##### Text segment #####
Lili Qiu  is a Chinese computer scientist known for her research on wireless networks. She is a professor of computer science at the University of Texas at Austin.

Education and career
Qiu was born in Shanghai, where she attended Nanyang Model High School.
She moved to the US for her undergraduate studies, earning a bachelor's degree with honors for a double major in computer science and physics at the University of Bridgeport.

She completed her Ph.D. at Cornell University. Her dissertation, An Integrated Approach to Improving Web Performance, was jointly supervised by Robbert van Renesse and George Varghese.

After working at Microsoft Research, Redmond, WA from 2001 to 2004, she joined the Department of Computer Science at University of Texas at Austin as an Assistant Professor in 2005, and later promoted to a tenured Professor.
#####
§ Given instruction A
Return each line of the listing below that contains the word "vertical".
The biography of Lili Qiu and the listing are unrelated material.
##### Data for this task #####
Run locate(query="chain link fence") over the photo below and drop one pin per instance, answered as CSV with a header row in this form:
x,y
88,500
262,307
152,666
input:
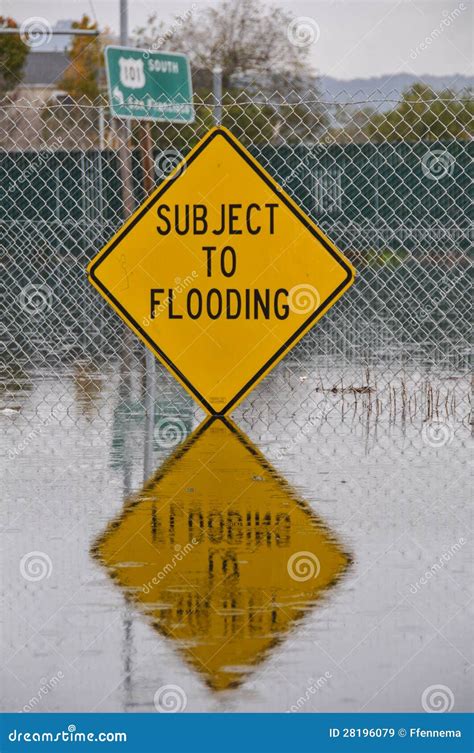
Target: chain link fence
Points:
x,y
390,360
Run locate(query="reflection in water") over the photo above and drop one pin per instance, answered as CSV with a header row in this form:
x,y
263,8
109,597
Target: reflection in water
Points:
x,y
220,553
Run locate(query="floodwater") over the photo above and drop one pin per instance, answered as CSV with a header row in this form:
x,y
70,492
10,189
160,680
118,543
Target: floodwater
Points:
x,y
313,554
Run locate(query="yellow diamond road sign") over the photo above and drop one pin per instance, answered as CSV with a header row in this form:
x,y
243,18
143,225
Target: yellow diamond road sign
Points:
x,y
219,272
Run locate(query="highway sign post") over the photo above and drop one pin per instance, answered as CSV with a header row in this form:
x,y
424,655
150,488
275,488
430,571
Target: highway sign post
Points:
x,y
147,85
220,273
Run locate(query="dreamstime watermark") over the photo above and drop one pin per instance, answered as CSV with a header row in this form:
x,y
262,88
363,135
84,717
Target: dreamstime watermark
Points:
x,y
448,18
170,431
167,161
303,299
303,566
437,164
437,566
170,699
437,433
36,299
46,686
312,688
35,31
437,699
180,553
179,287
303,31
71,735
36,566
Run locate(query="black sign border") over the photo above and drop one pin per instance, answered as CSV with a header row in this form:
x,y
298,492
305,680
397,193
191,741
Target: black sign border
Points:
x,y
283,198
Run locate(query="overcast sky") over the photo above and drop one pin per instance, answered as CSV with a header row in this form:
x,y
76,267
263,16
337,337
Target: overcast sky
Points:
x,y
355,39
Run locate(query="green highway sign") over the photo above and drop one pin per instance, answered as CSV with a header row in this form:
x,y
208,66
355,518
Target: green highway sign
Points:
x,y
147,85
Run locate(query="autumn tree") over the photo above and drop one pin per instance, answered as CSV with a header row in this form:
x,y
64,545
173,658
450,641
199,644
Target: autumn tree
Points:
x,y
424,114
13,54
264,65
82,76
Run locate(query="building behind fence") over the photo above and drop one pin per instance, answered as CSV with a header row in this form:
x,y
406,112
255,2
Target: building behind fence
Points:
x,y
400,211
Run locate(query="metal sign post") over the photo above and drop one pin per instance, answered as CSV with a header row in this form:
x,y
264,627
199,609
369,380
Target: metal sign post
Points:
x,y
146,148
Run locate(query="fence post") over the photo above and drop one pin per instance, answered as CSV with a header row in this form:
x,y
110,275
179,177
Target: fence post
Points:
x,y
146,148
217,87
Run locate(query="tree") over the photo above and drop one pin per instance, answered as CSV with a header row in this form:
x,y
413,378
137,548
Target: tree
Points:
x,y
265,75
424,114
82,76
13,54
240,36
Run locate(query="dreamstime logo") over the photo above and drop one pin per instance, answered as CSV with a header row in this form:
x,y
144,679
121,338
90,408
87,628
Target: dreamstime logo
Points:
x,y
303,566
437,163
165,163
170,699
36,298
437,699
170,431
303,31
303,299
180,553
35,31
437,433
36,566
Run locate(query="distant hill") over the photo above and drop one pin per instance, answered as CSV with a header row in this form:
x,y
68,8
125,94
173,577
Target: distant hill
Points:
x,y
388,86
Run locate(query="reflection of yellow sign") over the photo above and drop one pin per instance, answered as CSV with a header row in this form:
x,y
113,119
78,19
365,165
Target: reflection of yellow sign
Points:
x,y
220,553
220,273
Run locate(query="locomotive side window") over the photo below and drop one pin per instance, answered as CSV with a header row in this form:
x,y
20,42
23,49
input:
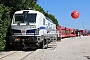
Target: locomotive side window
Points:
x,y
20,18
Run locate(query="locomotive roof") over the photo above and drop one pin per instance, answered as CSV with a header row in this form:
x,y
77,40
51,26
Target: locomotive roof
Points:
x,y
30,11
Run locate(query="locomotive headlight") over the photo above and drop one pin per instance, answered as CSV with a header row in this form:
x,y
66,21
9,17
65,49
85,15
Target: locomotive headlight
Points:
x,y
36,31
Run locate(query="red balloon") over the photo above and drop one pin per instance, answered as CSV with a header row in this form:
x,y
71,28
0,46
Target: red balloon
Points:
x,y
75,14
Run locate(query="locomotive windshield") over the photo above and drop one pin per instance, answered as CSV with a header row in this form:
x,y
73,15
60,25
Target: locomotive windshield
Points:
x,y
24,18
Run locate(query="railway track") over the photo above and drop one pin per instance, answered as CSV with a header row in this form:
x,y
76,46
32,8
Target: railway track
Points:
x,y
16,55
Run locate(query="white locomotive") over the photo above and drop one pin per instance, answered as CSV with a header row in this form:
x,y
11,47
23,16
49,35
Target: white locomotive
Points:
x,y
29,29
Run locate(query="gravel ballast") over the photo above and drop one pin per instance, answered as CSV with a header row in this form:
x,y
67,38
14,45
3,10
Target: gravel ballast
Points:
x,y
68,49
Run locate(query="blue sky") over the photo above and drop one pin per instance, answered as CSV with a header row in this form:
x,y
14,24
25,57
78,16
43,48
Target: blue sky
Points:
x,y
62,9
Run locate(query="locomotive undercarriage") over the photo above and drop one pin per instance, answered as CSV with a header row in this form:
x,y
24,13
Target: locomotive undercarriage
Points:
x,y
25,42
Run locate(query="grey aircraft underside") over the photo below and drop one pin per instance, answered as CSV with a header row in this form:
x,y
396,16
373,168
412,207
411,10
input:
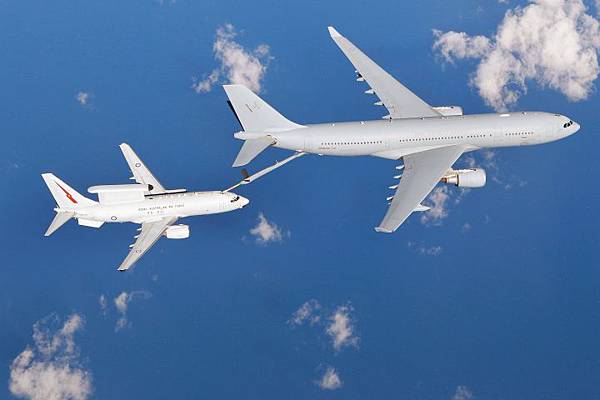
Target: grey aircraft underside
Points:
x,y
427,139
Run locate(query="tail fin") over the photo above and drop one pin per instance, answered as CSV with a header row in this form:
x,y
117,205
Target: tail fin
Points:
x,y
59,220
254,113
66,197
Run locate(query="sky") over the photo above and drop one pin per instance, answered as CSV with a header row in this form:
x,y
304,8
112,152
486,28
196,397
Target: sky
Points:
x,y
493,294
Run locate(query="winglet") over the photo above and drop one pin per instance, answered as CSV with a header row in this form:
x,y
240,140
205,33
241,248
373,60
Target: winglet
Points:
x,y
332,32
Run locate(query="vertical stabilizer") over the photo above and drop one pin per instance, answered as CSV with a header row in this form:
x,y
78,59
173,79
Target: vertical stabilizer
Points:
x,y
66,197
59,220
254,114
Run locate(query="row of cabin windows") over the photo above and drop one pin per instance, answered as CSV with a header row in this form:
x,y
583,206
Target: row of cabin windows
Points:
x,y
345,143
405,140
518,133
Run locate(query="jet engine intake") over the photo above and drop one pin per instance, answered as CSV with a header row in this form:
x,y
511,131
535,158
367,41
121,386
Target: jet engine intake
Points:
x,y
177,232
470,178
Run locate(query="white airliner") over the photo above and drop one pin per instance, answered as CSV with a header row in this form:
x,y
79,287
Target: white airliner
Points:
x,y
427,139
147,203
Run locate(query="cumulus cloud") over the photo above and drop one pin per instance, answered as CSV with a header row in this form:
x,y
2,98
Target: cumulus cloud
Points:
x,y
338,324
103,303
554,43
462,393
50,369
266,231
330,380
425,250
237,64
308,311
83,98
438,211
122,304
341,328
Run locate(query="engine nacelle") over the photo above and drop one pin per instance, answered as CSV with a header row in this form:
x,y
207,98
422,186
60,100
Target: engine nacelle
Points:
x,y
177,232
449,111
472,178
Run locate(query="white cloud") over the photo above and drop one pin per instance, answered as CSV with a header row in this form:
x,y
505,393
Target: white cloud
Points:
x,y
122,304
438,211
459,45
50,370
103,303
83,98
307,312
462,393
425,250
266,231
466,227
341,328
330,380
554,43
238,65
#####
##### Data for this task #####
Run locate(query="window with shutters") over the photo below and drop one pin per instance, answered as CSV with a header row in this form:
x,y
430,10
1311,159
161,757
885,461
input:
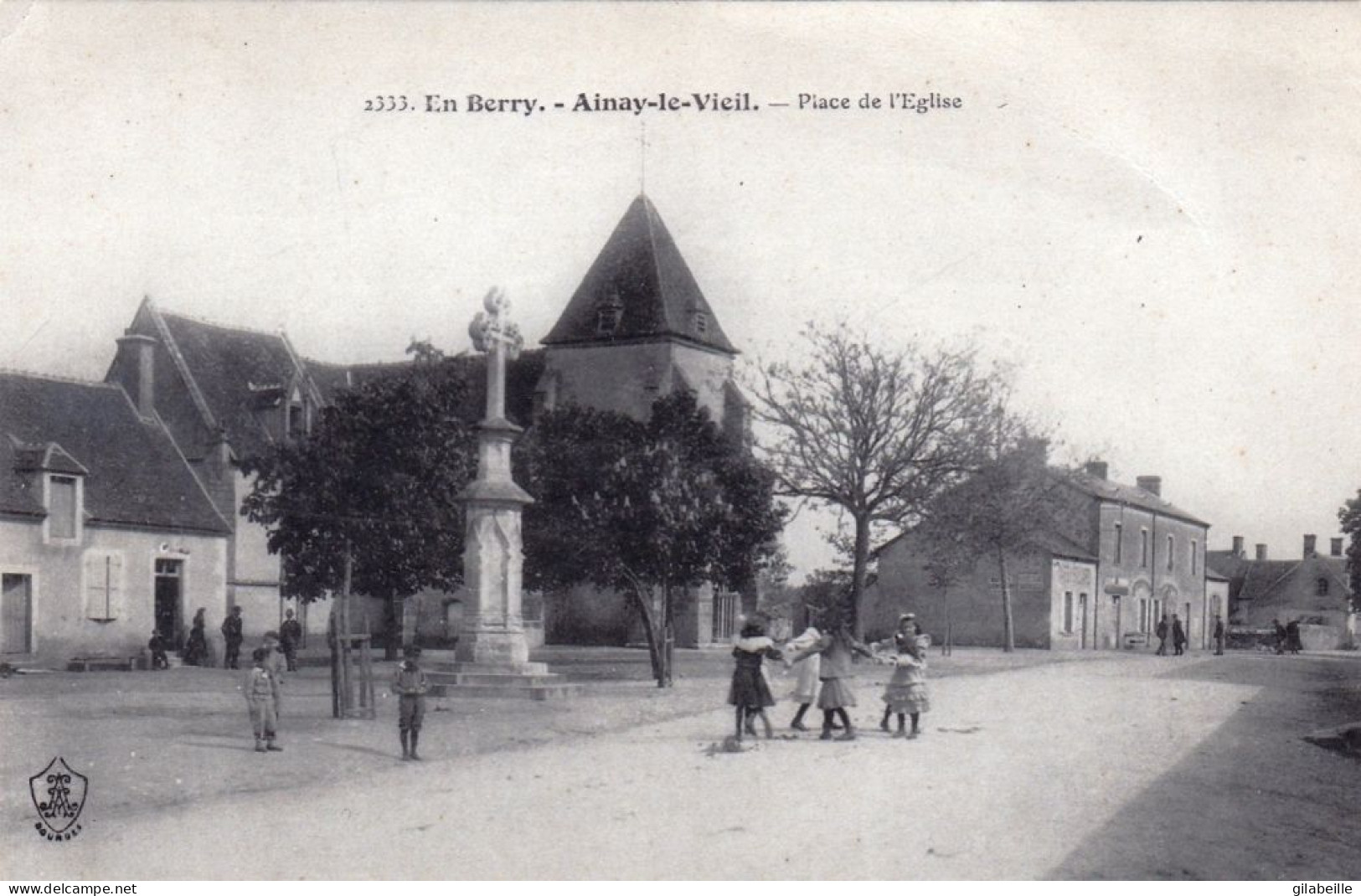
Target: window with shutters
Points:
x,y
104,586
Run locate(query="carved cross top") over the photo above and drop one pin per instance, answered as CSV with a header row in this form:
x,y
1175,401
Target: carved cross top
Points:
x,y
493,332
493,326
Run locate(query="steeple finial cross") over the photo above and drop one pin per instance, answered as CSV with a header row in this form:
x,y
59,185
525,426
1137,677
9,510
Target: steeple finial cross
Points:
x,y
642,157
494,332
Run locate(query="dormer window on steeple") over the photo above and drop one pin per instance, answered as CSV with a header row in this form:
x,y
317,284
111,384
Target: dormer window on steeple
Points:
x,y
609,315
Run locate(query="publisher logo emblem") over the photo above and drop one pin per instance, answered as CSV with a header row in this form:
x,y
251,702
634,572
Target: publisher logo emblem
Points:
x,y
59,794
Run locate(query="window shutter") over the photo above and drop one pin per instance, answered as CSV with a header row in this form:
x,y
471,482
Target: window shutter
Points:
#####
§ Given instruction B
Write the next passage of the biography of Lili Qiu above, starting after its last sentence.

§ Response A
Run locate(query="vertical stabilizer") over the photo above and drop one pin per instance, answered as CSV with a header row in this form:
Target: vertical stabilizer

§ Response B
Recognition
Qiu became a fellow of the Institute of Electrical and Electronics Engineers in 2017 , elected as an ACM Fellow in 2018 for "contributions to the design and analysis of wireless network protocols and mobile systems" , and selected as a Fellow of National Academy of Inventors in 2022 .  She was also recognized as N2Women: Stars in Computer Networking and Communications in 2017, ACM Distinguished Scientist in 2013, and NSF CAREER Award in 2006. She got best paper awards at ACM MobiSys'18 and IEEE ICNP'17.

References

External links

Living people
American computer scientists
Chinese computer scientists
American women computer scientists
University of Bridgeport alumni
Cornell University alumni
University of Texas at Austin faculty
Fellows of the Association for Computing Machinery
Fellow Members of the IEEE
Scientists from Shanghai
Microsoft Research people
Year of birth missing (living people)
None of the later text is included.